— Begin Stored data —

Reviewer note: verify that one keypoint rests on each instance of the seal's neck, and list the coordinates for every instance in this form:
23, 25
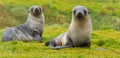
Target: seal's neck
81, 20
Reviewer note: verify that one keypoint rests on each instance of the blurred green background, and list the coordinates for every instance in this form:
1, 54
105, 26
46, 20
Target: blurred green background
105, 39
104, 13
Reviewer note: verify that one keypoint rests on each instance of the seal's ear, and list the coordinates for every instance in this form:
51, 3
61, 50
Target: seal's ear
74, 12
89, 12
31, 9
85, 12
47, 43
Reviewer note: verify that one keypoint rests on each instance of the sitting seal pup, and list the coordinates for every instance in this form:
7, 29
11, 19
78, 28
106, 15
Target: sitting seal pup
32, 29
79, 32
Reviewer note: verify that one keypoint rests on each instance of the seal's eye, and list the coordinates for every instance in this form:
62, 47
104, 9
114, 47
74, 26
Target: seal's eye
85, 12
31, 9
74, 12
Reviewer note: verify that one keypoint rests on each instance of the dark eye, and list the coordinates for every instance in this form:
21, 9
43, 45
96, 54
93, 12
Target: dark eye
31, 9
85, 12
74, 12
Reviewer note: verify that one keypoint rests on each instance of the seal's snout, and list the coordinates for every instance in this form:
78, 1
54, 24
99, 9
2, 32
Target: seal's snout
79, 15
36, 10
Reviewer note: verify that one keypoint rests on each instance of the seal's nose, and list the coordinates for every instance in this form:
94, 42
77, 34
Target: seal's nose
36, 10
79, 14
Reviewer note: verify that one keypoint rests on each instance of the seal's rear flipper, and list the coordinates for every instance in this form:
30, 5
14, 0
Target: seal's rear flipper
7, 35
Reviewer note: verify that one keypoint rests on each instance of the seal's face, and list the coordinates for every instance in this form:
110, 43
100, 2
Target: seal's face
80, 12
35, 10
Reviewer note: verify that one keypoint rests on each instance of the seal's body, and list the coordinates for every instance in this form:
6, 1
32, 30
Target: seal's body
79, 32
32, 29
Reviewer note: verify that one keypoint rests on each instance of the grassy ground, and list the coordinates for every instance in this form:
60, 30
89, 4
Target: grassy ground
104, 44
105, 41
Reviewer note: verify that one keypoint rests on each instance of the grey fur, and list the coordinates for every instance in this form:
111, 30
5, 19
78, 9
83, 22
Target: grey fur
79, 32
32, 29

— End Stored data —
— Begin Stored data —

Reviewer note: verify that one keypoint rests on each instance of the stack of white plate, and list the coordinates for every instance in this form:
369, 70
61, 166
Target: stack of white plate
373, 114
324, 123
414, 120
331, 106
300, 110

— End Stored data —

§ What is asked: Gather every line of the material above that contains the word "blurred", and copy each of those lines in full.

§ Answer to this problem:
Reviewer note: verify that one keypoint rests on each instance of the blurred green background, and list the coordinates for every instance in this form:
Target: blurred green background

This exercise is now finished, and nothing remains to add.